→ TEXT PROVIDED
__________________________________________________

Skip to main content
ExLibris
  • Subscribe by RSS
  • Ex Libris Knowledge Center

    Search Configurations for Different Languages

    Translatable
    When using the Alma repository search (or when searching users, purchase requests, and fulfillment requests), you can search for special characters and characters with diacritics. Search language configuration (set by Ex Libris) is available in Alma for the below languages. For most of these languages, Alma uses the standard implementation for working with special characters.
    • Alma's handling of special characters is relevant for searching in the institution zone only.
    • Only one language for special characters search can be defined.
    Normalization for the languages listed below is specific to text fields, such as title and author. Normalization is not done for numeric fields or fields that contain a normalized value, such as a call number.

    German Characters

    When your system is configured for German as the default searching language, German language characters are treated by the system as follows:
    German Language Character/Character Combinations Stored in the Alma Database
    ß ss
    ä, Ä ae
    ö, Ö oe
    ü, Ü ue
    ae ae
    oe oe
    ue (when not following a vowel or q) ue
    With your system configured for German as the default language and the special German language characters stored in the system as identified in the above table, you can search using the special umlaut and Eszett characters or the extended Latin version of these characters (as shown in the second column above) and results will be treated equally. So, for example, if you search for Müller, the system will return results for both Müller and Mueller, but not Muller.

__________________________________________________

Dataset excerpts on object pointing
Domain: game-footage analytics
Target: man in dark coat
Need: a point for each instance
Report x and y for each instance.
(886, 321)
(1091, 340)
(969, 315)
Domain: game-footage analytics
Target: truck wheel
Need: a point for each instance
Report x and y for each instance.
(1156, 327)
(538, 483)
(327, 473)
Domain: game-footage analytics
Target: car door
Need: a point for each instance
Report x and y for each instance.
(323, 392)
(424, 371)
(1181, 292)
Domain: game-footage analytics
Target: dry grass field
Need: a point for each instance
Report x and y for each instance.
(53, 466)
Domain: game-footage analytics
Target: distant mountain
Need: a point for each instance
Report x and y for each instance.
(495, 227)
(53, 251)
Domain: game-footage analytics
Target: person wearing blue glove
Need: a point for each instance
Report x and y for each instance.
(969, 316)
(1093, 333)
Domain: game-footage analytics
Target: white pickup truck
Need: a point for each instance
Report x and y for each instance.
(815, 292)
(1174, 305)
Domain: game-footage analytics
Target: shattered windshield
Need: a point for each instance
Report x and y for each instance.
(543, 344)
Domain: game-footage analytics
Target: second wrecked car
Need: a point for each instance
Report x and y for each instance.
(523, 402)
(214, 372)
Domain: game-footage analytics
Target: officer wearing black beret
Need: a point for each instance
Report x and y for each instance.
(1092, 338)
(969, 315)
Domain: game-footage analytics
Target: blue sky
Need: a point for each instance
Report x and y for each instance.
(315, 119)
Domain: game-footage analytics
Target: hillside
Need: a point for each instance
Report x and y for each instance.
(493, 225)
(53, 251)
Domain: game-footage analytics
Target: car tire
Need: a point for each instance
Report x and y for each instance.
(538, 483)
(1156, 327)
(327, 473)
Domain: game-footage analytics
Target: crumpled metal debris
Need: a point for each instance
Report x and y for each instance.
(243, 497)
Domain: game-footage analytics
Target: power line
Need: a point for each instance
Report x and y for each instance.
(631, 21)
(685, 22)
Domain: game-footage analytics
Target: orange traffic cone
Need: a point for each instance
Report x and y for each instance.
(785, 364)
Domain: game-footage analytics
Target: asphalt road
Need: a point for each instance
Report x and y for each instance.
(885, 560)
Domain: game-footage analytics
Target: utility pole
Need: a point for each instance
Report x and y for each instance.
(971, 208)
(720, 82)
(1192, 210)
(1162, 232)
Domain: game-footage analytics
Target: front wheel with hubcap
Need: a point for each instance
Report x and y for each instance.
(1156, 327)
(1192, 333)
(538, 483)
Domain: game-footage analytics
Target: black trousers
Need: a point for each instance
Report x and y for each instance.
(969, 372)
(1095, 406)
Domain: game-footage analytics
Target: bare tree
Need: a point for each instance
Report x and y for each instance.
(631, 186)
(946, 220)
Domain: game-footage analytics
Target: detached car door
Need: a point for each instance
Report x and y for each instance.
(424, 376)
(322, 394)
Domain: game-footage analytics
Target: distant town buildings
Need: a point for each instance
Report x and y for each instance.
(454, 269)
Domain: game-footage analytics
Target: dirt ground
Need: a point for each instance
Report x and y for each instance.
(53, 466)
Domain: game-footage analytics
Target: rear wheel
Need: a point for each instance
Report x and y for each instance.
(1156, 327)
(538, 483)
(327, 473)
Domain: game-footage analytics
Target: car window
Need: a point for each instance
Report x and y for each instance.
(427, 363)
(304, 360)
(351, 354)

__________________________________________________

→ REQUIRED ACTIONS
A. Rewrite the paragraph of the Alma language-search page that begins "When using the Alma repository search" as a short bulleted list that keeps its main facts.
B. Carry the Alma language-search page forward from its last sentence.

→ TASK-BY-TASK RESULTS
A.
- The Alma repository search supports searching for special characters and characters with diacritics, as do user, purchase request, and fulfillment request searches.
- Ex Libris sets the search language configuration in Alma for the languages listed.
- For most of these languages, Alma handles special characters with the standard implementation.

B.
    For systems whose default language is not German, a search for Müller will return search results for Müller and Muller but not Mueller.
    When your institution (and Network Zone, if you are working with one) is configured for German as the default searching language, this standard German language special character search capability is available in the Institution Zone, Network Zone, and Community Zone.
    For institutions that have German configured as the default searching language, the repository search results, user search results, and fulfillment request search results are sorted using the DIN 5007-1/2, section 6.1.1.4.1/2 standard. In addition to consideration for the special German language characters, hyphens are ignored when search results are sorted.
    When sorting bibliographic and authority headings content, Alma removes dashes for sorting purposes in institutions that have the searching language parameter set to German.
    When you use the Alma Browse Bibliographic Headings feature, the same sorting standard (DIN 5007-1/2, section 6.1.1.4.1/2) is used to sort the bibliographic headings. See Browsing Bibliographic Headings for more information.

    Spanish and Catalan Characters

    When your system is configured for Spanish as the default searching language (set by Ex Libris), special Spanish language characters are treated as fully independent letters for repository search, browse bibliographic headings/F3, and sort. Standard English characters are not substituted for the special Spanish characters. The following table describes how Alma handles special Spanish characters:
    Letter Search Sort
    Ñ/ñ Searching for Ñ/ñ does not retrieve results for N/n and vice versa. Sorted after n.
    Ç/ç Searching for Ç/ç does not retrieve results of C/c and vice versa. Sorted after c.
    L·L/l·l Searched for as if it were the digraph ll. Sorted as ll.
    Diacritics are sorted in the following order:
    • Without diacritics
    • Acute
    • Grave
    • Dieresis

    Scandinavian Characters (Swedish, Norwegian, Danish)

    Alma normalizes the interchangeable Scandinavian characters æ Æ ä Ä ö Ö ø Ø and folded variants (aa, ao, ae, oe and oo) by transforming them to æ Æ å Å ø Ø.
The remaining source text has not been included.